**Task statement**
Reproduce the full listing below word for word, leaving out the picture.
## Start Record extracts
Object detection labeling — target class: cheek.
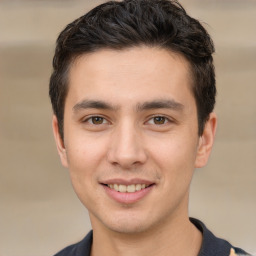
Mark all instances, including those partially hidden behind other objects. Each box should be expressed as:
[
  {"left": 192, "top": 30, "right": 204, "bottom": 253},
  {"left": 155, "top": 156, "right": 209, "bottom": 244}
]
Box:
[{"left": 66, "top": 135, "right": 106, "bottom": 186}]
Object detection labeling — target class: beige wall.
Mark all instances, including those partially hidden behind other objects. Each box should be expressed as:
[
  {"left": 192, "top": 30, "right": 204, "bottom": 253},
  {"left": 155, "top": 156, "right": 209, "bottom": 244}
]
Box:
[{"left": 0, "top": 0, "right": 256, "bottom": 256}]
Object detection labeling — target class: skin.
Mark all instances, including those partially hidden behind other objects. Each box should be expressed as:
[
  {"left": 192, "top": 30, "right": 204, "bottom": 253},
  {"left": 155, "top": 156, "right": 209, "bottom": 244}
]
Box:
[{"left": 53, "top": 47, "right": 216, "bottom": 256}]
## End Record extracts
**The result**
Object detection labeling — target class: cheek.
Mark all instances, including those partially hidden behind other objects. Each box should be expressed as:
[
  {"left": 192, "top": 30, "right": 204, "bottom": 253},
  {"left": 155, "top": 156, "right": 209, "bottom": 244}
]
Box:
[{"left": 66, "top": 135, "right": 106, "bottom": 186}]
Object detection labeling — target class: beige wall.
Mark all instances, including those partially hidden behind other objects. Each box should be expressed as:
[
  {"left": 192, "top": 30, "right": 204, "bottom": 253},
  {"left": 155, "top": 156, "right": 209, "bottom": 244}
]
Box:
[{"left": 0, "top": 0, "right": 256, "bottom": 256}]
Object detection labeling — target class: skin.
Mark all instances, including those partially hidden behind other objects. Each box should be expressed as:
[
  {"left": 192, "top": 30, "right": 204, "bottom": 253},
  {"left": 155, "top": 156, "right": 209, "bottom": 244}
]
Box:
[{"left": 53, "top": 47, "right": 216, "bottom": 256}]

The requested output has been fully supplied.